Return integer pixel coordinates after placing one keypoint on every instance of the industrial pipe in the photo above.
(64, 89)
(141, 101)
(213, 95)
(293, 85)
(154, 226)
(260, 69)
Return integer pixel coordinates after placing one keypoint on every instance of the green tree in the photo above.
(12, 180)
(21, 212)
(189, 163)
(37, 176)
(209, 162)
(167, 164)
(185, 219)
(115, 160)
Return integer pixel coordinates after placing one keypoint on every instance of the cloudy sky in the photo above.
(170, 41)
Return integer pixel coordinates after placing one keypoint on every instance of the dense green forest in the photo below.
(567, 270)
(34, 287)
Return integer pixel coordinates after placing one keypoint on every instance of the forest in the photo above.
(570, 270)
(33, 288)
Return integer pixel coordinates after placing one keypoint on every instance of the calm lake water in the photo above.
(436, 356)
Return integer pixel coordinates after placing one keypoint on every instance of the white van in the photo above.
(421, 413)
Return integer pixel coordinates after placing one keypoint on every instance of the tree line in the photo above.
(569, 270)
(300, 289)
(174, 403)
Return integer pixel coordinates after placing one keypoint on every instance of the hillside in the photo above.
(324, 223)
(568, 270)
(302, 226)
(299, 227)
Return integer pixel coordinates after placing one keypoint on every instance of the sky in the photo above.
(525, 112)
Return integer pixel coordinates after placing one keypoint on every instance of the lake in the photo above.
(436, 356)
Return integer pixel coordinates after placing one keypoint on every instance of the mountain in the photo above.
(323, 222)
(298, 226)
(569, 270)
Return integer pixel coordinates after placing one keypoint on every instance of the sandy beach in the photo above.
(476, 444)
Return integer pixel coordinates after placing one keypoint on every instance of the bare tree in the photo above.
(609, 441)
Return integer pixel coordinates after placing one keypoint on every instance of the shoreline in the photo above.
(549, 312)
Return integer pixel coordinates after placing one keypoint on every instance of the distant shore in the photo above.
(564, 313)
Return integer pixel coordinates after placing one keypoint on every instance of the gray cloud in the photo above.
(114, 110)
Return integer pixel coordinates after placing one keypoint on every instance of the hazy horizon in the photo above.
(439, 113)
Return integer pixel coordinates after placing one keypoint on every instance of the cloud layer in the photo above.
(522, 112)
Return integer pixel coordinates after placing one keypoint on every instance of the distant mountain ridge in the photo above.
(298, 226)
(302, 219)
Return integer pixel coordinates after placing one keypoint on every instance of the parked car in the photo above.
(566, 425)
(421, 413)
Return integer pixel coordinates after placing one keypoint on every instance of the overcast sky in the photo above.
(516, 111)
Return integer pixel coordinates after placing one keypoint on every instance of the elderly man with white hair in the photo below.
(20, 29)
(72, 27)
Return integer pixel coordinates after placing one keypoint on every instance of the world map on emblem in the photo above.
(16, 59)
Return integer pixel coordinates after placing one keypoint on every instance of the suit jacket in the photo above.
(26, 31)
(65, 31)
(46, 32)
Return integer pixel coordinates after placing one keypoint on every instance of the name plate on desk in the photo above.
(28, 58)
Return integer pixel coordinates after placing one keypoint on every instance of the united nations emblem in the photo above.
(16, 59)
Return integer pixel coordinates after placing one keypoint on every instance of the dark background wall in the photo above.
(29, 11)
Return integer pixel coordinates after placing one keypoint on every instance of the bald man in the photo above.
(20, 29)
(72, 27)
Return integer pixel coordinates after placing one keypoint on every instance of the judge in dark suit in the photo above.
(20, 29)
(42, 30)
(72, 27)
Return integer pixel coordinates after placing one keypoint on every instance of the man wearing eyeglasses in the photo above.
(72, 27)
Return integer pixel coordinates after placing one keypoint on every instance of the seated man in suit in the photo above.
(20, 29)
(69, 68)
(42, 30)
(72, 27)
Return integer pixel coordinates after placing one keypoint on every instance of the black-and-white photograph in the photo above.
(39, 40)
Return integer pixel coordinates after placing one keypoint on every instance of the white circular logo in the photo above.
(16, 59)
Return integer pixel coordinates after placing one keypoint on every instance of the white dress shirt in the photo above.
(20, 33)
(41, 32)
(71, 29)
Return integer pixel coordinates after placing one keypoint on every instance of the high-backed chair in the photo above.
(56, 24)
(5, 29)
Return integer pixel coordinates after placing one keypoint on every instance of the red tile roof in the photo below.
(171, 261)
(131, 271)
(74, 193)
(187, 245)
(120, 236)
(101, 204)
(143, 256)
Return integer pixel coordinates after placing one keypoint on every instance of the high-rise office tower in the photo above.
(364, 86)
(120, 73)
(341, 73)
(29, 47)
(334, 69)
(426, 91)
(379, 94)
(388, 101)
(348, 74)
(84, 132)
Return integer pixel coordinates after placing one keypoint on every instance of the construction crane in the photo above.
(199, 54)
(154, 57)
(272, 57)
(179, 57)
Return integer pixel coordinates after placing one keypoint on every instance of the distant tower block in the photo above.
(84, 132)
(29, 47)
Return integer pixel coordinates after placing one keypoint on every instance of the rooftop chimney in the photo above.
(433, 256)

§ **Exercise requirements**:
Repeat only the stretch of lines starting at the one containing "tower in the photo above." and running to the final line of the entries above.

§ **Output of the task**:
Return integer pixel coordinates after placing one keypoint on every instance of the high-rise office tower in the photo above.
(364, 86)
(120, 73)
(341, 73)
(29, 47)
(334, 69)
(426, 91)
(379, 94)
(388, 101)
(348, 74)
(84, 132)
Return integer pixel coordinates after placing one keypoint on every instance of the construction crane in the photo above.
(199, 54)
(154, 57)
(272, 57)
(179, 57)
Return integer pixel coordinates after placing one keypoint on every instance of the distant tower block in the photo above.
(84, 132)
(29, 47)
Return integer pixel coordinates after placing one keypoint on every instance of the rooftop chimney in the photo above.
(433, 256)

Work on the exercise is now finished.